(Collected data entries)
+-------+
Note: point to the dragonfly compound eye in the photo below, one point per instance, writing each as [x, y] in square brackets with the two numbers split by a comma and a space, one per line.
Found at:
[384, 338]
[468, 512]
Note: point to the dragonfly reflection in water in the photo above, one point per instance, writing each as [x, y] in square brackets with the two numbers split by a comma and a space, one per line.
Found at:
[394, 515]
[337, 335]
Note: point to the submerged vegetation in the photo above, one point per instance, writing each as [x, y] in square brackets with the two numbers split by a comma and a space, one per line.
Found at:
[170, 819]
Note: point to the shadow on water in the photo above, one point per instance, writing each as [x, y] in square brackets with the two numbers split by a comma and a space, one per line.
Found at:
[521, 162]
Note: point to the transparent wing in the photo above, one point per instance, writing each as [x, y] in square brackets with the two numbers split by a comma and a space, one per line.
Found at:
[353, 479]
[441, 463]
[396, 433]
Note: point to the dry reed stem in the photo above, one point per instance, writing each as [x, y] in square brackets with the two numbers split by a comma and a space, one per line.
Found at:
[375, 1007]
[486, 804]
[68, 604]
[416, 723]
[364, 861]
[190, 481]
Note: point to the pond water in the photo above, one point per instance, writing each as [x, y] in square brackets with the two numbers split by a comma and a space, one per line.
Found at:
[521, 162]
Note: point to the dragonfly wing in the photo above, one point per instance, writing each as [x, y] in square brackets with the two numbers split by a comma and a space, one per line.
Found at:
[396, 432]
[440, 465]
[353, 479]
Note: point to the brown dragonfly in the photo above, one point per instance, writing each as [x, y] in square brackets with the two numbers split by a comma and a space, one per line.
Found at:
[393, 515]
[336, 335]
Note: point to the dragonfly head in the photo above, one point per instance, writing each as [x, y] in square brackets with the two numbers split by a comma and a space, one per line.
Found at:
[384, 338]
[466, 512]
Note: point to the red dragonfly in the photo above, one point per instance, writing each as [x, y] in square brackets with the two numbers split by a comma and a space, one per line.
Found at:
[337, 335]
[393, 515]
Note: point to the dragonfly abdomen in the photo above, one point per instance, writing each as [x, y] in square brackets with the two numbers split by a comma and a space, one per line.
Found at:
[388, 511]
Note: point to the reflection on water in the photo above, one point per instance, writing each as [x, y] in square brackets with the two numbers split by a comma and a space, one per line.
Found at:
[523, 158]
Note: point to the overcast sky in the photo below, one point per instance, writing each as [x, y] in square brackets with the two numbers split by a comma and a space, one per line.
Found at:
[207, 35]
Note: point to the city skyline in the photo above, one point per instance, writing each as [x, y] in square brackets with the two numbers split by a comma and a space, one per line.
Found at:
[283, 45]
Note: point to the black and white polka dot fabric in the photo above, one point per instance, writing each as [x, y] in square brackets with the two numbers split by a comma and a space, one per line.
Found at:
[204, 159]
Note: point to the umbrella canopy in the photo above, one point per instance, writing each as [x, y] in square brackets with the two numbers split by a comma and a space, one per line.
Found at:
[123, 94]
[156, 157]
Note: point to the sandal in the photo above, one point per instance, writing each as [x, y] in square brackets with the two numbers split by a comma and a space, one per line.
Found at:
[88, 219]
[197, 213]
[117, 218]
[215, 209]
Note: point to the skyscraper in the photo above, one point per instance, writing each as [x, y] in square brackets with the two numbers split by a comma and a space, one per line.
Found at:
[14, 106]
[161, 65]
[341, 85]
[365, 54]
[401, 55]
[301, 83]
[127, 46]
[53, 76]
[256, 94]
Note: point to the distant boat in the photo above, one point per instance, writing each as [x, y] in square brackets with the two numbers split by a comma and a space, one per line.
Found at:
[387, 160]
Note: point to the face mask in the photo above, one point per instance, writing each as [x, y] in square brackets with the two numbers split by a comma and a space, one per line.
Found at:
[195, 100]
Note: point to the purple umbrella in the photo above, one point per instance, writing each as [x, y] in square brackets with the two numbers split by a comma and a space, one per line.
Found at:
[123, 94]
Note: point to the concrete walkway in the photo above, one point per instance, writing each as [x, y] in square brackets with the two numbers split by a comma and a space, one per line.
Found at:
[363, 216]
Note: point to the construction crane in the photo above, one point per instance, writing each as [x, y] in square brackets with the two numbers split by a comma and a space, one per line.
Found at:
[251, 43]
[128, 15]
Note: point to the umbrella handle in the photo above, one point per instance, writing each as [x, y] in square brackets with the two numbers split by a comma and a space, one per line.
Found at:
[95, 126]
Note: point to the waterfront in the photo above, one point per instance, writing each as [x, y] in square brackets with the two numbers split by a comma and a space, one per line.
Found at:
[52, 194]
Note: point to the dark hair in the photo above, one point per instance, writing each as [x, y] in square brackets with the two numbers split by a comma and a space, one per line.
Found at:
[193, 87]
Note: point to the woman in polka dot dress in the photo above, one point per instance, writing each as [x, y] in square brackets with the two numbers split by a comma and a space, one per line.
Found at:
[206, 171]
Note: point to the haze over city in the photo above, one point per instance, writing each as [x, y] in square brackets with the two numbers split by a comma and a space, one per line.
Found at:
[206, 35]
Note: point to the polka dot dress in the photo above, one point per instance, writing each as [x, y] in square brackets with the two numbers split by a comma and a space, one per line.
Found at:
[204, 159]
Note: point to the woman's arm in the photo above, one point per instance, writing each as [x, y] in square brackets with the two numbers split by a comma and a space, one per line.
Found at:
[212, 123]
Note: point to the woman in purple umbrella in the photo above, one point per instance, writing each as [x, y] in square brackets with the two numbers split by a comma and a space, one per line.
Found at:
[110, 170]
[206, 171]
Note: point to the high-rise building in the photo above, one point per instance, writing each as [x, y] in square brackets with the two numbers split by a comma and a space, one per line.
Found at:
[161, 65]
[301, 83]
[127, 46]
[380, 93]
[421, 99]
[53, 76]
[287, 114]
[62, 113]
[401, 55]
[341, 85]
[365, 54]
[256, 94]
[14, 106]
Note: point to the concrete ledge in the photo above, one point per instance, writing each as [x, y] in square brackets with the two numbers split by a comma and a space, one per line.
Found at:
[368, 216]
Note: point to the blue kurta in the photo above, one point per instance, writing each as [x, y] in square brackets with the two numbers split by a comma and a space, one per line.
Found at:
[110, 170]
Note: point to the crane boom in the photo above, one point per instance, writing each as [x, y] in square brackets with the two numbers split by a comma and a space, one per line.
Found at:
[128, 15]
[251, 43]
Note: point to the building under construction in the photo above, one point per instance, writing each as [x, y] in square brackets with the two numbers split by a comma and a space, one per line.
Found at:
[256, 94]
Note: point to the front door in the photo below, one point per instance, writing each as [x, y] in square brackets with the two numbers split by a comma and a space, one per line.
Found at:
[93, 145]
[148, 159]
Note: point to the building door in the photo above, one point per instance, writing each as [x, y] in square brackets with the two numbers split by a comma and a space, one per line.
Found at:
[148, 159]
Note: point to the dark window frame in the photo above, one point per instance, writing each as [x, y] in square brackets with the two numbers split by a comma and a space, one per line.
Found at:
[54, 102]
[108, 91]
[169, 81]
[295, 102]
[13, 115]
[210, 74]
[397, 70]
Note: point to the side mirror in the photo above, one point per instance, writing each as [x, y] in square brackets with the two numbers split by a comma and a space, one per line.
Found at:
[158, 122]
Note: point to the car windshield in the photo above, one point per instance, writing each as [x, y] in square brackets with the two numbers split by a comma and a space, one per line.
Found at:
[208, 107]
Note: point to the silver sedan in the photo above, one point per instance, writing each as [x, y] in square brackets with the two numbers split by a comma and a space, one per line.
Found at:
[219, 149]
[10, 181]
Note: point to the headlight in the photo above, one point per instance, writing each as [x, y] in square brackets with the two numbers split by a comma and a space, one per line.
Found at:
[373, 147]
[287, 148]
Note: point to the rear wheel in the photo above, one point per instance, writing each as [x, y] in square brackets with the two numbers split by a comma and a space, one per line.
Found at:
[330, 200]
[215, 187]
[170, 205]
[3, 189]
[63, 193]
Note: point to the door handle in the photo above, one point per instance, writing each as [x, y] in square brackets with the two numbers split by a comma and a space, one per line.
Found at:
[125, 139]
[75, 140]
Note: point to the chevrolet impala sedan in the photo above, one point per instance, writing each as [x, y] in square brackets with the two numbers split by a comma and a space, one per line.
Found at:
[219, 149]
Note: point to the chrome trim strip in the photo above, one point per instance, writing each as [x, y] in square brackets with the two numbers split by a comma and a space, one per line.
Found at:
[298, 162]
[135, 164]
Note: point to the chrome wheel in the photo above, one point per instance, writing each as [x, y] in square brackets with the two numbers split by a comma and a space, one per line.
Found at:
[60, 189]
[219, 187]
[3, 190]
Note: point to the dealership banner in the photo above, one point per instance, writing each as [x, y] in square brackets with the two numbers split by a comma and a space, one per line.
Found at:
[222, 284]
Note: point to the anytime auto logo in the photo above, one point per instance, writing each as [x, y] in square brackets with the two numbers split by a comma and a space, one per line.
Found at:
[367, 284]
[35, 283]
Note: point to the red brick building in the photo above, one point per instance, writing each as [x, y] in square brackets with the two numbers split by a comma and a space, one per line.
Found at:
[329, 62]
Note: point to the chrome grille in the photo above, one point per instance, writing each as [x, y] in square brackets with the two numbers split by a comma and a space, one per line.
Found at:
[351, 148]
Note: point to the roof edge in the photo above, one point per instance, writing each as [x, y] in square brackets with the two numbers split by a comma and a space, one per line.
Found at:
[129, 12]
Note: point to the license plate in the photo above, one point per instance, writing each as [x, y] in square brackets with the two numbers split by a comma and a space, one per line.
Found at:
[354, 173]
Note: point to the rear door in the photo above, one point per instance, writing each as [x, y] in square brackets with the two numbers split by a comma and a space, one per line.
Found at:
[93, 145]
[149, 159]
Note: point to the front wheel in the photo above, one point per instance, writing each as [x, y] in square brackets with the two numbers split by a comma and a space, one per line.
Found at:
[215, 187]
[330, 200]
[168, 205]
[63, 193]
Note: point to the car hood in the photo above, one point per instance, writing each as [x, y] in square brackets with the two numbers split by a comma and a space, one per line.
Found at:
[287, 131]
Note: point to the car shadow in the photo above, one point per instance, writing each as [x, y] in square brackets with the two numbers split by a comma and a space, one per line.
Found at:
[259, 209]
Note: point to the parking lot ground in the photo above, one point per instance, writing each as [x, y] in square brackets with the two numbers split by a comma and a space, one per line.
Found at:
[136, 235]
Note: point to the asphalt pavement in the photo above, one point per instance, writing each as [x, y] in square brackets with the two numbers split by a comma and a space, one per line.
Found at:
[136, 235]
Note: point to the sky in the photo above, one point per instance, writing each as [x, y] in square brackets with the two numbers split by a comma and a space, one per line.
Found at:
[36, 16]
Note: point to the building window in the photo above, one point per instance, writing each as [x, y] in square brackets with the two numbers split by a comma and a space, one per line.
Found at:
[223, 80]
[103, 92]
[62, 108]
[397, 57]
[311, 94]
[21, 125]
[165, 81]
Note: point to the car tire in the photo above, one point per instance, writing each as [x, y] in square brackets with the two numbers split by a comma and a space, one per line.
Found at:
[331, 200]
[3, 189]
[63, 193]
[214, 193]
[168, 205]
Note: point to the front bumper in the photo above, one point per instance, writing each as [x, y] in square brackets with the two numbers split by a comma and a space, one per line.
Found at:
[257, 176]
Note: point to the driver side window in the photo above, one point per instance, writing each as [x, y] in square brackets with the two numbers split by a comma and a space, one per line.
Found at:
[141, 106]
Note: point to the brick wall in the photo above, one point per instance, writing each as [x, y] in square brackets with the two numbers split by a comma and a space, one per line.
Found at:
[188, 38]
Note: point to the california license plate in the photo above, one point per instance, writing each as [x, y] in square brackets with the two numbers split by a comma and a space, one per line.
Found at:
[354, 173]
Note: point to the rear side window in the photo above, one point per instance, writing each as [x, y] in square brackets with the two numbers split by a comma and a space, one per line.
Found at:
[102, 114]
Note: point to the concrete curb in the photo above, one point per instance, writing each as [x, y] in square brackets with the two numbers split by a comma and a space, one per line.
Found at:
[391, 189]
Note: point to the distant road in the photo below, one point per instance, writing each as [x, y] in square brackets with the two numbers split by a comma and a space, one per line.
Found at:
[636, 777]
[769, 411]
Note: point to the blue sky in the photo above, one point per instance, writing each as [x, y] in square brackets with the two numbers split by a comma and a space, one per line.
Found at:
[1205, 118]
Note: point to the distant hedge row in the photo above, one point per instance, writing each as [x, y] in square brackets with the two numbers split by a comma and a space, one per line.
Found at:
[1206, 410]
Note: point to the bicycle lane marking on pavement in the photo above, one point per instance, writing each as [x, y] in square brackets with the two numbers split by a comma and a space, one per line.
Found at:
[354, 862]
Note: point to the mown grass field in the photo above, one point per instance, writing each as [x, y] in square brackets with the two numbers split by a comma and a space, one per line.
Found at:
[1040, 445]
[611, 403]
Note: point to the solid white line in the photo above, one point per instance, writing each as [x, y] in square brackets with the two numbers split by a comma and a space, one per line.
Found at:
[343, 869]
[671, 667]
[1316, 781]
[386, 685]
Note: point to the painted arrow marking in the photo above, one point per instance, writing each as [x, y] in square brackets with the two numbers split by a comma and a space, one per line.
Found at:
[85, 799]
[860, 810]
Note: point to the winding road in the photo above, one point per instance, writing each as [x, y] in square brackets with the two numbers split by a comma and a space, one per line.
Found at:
+-------+
• PROBLEM TO SOLVE:
Wherever the word "handle" turns up in the records above, copy the line that holds it.

• OUTPUT OF THE TASK:
Note: point to the umbrella handle in the photo above, one point per instance, writing each as [x, y] in square brackets with the two numbers split by a comma and a space, one per line.
Note: point to the door handle in the photo above, one point per instance, writing each as [x, y] in square brackets with the two numbers split by a comma and a space, one per line.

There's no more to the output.